### Exercise requirements
What lines in the listing below hold the string "player"? Please copy them out.

### Supplied data
········

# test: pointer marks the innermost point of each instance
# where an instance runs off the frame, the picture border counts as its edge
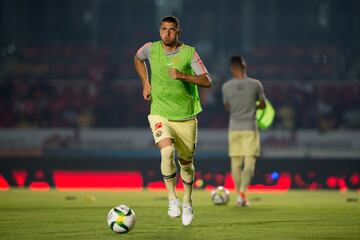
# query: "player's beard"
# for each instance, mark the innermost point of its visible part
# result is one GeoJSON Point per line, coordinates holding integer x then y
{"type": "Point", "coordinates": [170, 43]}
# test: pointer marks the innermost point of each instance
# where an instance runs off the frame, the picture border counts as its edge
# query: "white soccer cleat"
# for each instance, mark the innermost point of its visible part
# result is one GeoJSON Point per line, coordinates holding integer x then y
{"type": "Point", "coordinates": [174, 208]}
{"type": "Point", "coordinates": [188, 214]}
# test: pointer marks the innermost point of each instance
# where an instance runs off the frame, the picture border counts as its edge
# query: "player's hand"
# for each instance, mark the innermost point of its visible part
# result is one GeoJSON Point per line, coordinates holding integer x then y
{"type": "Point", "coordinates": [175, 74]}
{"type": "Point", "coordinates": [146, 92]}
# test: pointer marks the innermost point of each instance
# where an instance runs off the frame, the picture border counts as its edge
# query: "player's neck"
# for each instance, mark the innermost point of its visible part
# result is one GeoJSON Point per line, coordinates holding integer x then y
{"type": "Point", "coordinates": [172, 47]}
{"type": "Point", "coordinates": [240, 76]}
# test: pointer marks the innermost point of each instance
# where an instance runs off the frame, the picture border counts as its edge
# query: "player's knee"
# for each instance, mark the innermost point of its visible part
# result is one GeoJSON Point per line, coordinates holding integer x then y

········

### Written answer
# query: "player's beard"
# query: "player's hand"
# query: "player's neck"
# query: "player's knee"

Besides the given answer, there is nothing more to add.